◆ **REQUIRED TASK**: Print all the records exactly, please.

## Start DATA FOR THE TASK

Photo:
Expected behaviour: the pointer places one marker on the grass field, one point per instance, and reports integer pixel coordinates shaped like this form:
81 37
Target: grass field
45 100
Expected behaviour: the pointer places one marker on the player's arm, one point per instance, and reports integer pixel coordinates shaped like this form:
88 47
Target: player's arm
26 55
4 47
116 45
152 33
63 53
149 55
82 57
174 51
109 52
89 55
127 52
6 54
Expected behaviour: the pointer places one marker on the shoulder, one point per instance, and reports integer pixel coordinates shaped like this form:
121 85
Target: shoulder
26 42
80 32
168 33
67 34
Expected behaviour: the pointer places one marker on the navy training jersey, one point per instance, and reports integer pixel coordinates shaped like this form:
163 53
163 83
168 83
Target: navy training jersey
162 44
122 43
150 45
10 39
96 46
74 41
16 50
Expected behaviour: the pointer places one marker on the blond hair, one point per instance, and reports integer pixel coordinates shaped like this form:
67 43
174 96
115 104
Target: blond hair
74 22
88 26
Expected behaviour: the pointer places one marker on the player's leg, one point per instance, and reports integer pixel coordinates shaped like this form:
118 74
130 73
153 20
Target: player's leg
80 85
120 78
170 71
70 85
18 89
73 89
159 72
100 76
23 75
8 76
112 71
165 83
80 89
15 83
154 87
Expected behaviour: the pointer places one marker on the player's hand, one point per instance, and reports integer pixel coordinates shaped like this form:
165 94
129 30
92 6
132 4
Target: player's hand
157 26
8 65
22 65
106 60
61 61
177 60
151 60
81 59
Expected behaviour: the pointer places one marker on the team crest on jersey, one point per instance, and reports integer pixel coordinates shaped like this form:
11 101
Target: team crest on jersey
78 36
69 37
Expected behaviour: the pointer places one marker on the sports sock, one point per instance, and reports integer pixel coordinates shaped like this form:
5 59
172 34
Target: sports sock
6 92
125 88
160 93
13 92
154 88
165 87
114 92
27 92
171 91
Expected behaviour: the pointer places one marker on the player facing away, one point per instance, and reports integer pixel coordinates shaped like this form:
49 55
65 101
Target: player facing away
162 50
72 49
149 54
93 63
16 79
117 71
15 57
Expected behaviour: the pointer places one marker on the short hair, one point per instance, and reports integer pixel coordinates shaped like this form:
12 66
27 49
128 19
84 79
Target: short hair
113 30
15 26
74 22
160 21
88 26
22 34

## End DATA FOR THE TASK

◆ **RESULT**:
Photo:
Expected behaviour: the pointer places one marker on the grass field, one point per instance, and reports integer pixel coordinates shaped like this form:
81 37
Target: grass field
45 100
Expected behaviour: the pointer places one marker on the player's arm, one point per instance, and reports integer pixel coordinates shaped like this form:
88 47
Target: player's arm
26 55
4 47
116 45
152 33
63 53
149 55
82 57
174 51
109 52
89 55
127 52
6 54
Expected behaviour: the pointer places one marker on the shoulder, one point per instance, and reports integer pixel coordinates shaped like this form:
121 85
Target: shoulder
26 42
80 32
168 33
67 34
Expected behaviour: the pointer places one marker on the navy training jersey, one point per instance, and reports integer pixel coordinates shaped like this form:
163 53
163 83
168 83
Target: navy training jersey
162 44
122 43
150 45
10 39
96 46
74 41
16 50
Expected behaviour: the pointer places one marker on the blond hair, one point per instance, and reports integer pixel coordinates shaped like this form:
67 43
174 96
115 104
Target: blond hair
74 22
88 26
Expected behaviour: the pointer places one marker on the player's leg, one point per instance, and reports integer pixel coordinates shaped like this form:
118 74
130 73
153 20
Target: player's leg
80 85
120 78
170 71
70 85
18 89
73 89
159 72
100 76
23 75
8 76
112 71
165 83
80 89
15 83
154 87
Expected behaviour: the pointer places one marker on the player's hand, one point per instance, and reports integer pixel coordinates shaped like this form:
165 94
129 30
92 6
132 4
Target: player's hand
157 26
8 65
22 65
106 60
61 61
177 60
151 60
81 59
Expected behaviour: the pointer places one marker on the team crest on jersey, one point per instance, and reports integer pixel coordinates shaped like this form:
11 101
Target: team crest on jersey
78 36
69 37
Expected behaviour: the pointer places one marker on the sports sock, one point per instance, and reports integer pixel coordinates shaped like this form:
5 59
172 34
Target: sports sock
6 92
125 88
160 93
13 92
154 88
165 87
114 92
27 92
171 91
Expected behaviour: the pointer places one marker on the player facing away, one point per instance, and reports integer pixel coordinates shaped like this form:
49 55
65 101
Target: player facing away
162 50
72 49
149 54
93 63
16 79
117 71
15 57
Expected behaviour: the pointer places one marker on the short hair, one point per instance, and reports integer pixel coordinates shaped like this form:
12 66
27 49
128 19
84 79
Target: short hair
113 30
15 26
74 22
160 21
88 26
22 34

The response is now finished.